O controlo público da banca é a solução para prevenir novas crises. A solução do Governo é sugestivamente muito consonante com os novos slogans do BES: 'One day you will regressar de vez'.

Muitos estão a passar pela crise BES/GES como quem vai de mãos tapando os olhos, olhando apenas pelas pequenas frinchas deixadas pelos dedos, não querendo acreditar no que a realidade lhes mostra.

Há cerca de um mês ouvíamos do Governo palavras de confiança para com a estabilidade do sistema financeiro português e escutávamos o Governador do Banco de Portugal dizer que o BES estava capitalizado e não havia qualquer risco.

Lembremos algumas afirmações: a 11 de julho, Passos Coelho garantia que tudo estava sólido no BES, dizendo mesmo não ter “nenhuma razão para pôr minimamente em dúvida a tranquilidade, que deve ser preservada ao nível do nosso sistema financeiro e bancário"; a 17 de julho foi a vez de Maria Luís Albuquerque, no Parlamento, afirmar a solidez do BES e parafrasear o BdP sobre as supostas almofadas de capital do Banco. Além disso, garantia a Ministra das Finanças: “Cabe aos privados resolver os seus problemas”.

Estas foram frases muitas vezes utilizadas: o banco está sólido, existem almofadas de capital... O Banco de Portugal até avançou a hipótese de, no caso de ser necessário alguma capitalização do BES, existirem muitos investidores interessados num aumento de capital...

As duas semanas que se seguiram desmentiram toda esse maravilhoso mundo narrativo. O buraco do BES era muito maior do que alguma vez admitido, em vez de haver investidores interessados no BES, o que existiu foi uma fuga de investidores, como foi notório com os últimos dias em Bolsa. O Governo e o Banco de Portugal que estavam em profunda crise de negação da realidade, acabaram atropelados pela mesma...

No primeiro fim de semana de agosto, extinguiu-se o BES e criou-se o Novo Banco. Afinal o que era seguro não passava de um castelo de cartas; afinal o que tinha almofadas de capital não cumprias os rácios de capital próprio, afinal os privados que tinham que resolver os seus próprios assuntos tiveram uma injeção de dinheiro público como nunca tinha acontecido. O Governo disponibilizou-se, de imediato, a entrar com 3.900 milhões de euros de dinheiro dos portugueses...

Claro que argumentaram depois que não faziam ideia de que a situação no BES seria tão má como era. Primeiro ponto: se não faziam ideia, deveriam fazer. Afinal que supervisão é essa que não sabe o que realmente acontece dentro das instituições financeiras? Segundo, é difícil de acreditar que não tivessem noção da crise do BES, mas as ações tardavam. Tanto o Governo como o BdP pareceram aturdidos, negando até à última a evidência: o BES estava podre, o modelo regulatório é uma farsa, o sistema financeiro em regime de mercado só pode provocar crises permanentes.

Compreende-se que para um Governo que pretende demonizar o Estado e culpá-lo por tudo o que de mal pode acontecer, se tenha imobilizado perante a evidência: a banca privada tem sido uma crise permanente e a resolução passa sempre pela intervenção pública.

= O que fazer =
Retome o texto sobre a crise do BES/GES e dê-lhe continuidade a partir da última frase apresentada. Os registos provêm de uma fonte distinta.

= Dados apresentados =
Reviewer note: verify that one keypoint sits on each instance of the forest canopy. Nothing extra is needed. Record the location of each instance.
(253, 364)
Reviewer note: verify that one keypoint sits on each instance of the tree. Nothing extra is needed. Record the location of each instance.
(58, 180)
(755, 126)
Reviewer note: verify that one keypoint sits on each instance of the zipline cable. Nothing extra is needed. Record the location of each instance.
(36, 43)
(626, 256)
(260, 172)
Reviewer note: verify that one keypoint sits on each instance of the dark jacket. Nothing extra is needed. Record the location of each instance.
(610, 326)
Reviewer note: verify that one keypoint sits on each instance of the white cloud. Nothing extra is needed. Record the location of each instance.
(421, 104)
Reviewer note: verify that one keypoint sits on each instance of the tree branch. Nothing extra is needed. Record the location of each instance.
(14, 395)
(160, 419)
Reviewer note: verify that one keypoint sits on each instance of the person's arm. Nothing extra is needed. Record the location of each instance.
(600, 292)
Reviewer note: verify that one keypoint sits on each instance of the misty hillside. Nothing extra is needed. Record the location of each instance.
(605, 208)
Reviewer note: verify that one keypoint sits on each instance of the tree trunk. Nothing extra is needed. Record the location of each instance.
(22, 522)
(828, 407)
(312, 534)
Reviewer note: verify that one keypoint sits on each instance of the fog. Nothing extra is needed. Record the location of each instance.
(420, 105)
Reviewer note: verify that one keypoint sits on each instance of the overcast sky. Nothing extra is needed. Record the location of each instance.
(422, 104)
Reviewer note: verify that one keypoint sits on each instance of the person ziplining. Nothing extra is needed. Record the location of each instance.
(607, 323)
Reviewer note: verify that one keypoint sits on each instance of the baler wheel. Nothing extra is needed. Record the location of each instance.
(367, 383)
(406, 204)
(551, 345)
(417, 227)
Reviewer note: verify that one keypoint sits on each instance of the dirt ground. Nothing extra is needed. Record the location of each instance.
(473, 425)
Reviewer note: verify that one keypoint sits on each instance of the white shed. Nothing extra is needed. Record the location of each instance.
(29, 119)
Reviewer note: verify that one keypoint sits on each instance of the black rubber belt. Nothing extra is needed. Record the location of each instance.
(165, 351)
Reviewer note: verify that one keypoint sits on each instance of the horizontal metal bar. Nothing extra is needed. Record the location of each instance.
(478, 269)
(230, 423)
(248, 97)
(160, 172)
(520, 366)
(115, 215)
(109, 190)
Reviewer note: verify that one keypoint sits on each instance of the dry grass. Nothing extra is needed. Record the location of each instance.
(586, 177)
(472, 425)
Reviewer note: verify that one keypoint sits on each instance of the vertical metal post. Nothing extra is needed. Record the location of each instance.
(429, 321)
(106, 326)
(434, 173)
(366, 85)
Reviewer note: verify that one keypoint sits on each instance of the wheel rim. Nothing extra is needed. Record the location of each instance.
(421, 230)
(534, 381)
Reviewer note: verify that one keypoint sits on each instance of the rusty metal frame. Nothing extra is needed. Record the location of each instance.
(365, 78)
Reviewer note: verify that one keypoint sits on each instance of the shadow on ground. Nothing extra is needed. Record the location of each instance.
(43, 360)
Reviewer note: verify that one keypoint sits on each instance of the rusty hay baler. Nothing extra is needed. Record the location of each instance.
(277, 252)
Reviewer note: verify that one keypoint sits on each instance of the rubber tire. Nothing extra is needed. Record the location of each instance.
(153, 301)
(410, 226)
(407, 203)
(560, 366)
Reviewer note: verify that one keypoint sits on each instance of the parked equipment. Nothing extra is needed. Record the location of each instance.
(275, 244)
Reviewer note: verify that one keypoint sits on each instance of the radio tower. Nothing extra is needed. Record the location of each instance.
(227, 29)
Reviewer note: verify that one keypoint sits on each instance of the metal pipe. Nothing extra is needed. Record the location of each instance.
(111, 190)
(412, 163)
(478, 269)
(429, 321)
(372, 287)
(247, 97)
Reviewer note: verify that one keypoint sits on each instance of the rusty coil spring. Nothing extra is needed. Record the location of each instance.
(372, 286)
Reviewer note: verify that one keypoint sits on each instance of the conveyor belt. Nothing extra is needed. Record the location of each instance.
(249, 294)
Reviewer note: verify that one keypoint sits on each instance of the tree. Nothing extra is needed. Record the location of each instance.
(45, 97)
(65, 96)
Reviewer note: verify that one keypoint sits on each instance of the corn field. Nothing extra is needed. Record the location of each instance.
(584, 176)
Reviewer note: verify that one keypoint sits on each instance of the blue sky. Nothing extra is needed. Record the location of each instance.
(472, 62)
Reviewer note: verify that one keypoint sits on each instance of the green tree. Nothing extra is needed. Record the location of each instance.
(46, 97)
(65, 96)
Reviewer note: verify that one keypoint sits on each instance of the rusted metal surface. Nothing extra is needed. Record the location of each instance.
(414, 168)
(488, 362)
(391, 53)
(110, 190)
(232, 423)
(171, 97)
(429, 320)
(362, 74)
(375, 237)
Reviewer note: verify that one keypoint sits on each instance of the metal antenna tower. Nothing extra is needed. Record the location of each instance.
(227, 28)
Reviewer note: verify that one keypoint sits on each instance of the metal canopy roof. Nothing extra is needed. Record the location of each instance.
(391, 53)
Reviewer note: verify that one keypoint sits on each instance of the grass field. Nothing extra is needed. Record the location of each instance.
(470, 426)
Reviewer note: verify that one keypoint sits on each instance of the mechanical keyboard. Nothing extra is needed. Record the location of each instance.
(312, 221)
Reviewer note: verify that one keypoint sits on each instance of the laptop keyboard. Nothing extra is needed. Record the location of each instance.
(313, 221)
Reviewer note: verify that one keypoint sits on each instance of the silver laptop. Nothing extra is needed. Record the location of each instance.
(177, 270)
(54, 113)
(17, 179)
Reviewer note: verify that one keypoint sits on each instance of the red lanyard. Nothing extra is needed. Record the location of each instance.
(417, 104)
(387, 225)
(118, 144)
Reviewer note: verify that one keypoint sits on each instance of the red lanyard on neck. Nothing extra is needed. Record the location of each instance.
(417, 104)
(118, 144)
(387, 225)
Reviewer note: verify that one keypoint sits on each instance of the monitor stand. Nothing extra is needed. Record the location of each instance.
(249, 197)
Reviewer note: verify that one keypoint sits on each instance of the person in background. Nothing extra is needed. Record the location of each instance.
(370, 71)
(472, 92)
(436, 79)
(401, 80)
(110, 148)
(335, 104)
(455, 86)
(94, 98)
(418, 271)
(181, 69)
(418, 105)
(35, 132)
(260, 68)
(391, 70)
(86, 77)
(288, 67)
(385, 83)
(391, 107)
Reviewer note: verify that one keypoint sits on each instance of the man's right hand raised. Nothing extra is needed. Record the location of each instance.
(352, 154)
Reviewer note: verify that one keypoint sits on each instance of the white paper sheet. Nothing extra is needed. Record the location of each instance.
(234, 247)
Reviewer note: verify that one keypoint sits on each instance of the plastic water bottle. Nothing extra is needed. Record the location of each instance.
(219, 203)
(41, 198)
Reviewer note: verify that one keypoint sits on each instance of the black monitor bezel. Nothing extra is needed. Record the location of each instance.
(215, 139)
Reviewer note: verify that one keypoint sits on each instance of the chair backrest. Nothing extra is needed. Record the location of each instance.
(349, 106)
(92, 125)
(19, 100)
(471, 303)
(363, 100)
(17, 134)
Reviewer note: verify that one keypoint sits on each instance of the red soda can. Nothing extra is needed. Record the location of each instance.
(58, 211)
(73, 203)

= Resultado final =
Passos Coelho que quando fazia campanha para a liderança do PSD defendeu a privatização da Caixa Geral de Depósitos porque, garantia, o Estado não tem nada que intervir na finança, teve, afinal, que fazer uma mega intervenção, colocando no BES / Novo Banco quase 4 mil milhões de euros do dinheiro dos contribuintes...

Pelo caminho fez-se uma nacionalização a que não se chamou nacionalização. Na verdade, antes fosse uma nacionalização do banco livre de ativos tóxicos. Mas o que aconteceu foi que o Governo injetou massivamente milhares de milhões de euros para viabilizar o Novo Banco mas abdicou de qualquer controle sobre o mesmo, assumindo que tem como objetivo vendê-lo rapidamente. Ou seja, vira o disco e toca o mesmo... Entretanto, ficam as contas para pagar...

A banca deixada a atuar no chamado mercado livre é um regabofe, como se tem provado desde o BPN até ao BES. O modelo regulatório é uma farsa porque nada consegue controlar, principalmente quando a finança se especializou em engenharia financeira. A única forma de acabar com estas crises seria através do controlo público da banca, obrigando-a a regras claras e a procedimentos simplificados. Acima de tudo, submetendo a banca aos interesses públicos, nomeadamente o financiamento da economia.

O modelo que temos seguido até agora é o de permitir que os banqueiros façam o que bem lhes apetece e quando algo corre mal, o Estado está lá para assumir as perdas e pagar a fatura. Ou seja, temos seguido o modelo em que é o Estado e a população em geral que está submissa à banca. Pois é exatamente o contrário o que se deve exigir.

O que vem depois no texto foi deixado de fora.